Consigne: Recopiez intégralement, sans la moindre modification, l'extrait ci-dessous portant sur l'emploi intentionnel de la force.

Extrait du texte:
----

Premier et deuxième éléments : Emploi de la force de manière intentionnelle

[32]              À cette étape‑ci, je dois me demander si le sergent Donohue a employé la force de manière intentionnelle contre Stephanie Dorsch et Anna Demers de la manière précisée dans les actes d’accusation. La défense affirme que la preuve présentée au sujet des premier et septième chefs d’accusation concernant l’incident au cours desquels le sergent Donohue aurait tiré Stephanie Dorsch par les cheveux et celui où il aurait fait monter Anna Demers sur ses épaules est insuffisante pour me permettre de conclure que les actes reprochés ont été prouvés hors de tout doute raisonnable. La défense admet que les actes relatifs aux deux autres accusations ont été établis.

----

Données fournies:
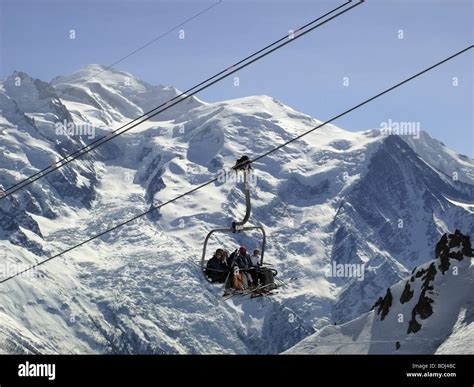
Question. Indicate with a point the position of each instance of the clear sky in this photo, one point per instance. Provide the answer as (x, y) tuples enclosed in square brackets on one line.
[(307, 75)]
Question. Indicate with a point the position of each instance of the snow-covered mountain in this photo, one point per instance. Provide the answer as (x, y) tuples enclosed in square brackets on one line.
[(431, 311), (332, 198)]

----

Corrigé:
Premier et deuxième éléments : Emploi de la force de manière intentionnelle

[32]              À cette étape‑ci, je dois me demander si le sergent Donohue a employé la force de manière intentionnelle contre Stephanie Dorsch et Anna Demers de la manière précisée dans les actes d’accusation. La défense affirme que la preuve présentée au sujet des premier et septième chefs d’accusation concernant l’incident au cours desquels le sergent Donohue aurait tiré Stephanie Dorsch par les cheveux et celui où il aurait fait monter Anna Demers sur ses épaules est insuffisante pour me permettre de conclure que les actes reprochés ont été prouvés hors de tout doute raisonnable. La défense admet que les actes relatifs aux deux autres accusations ont été établis.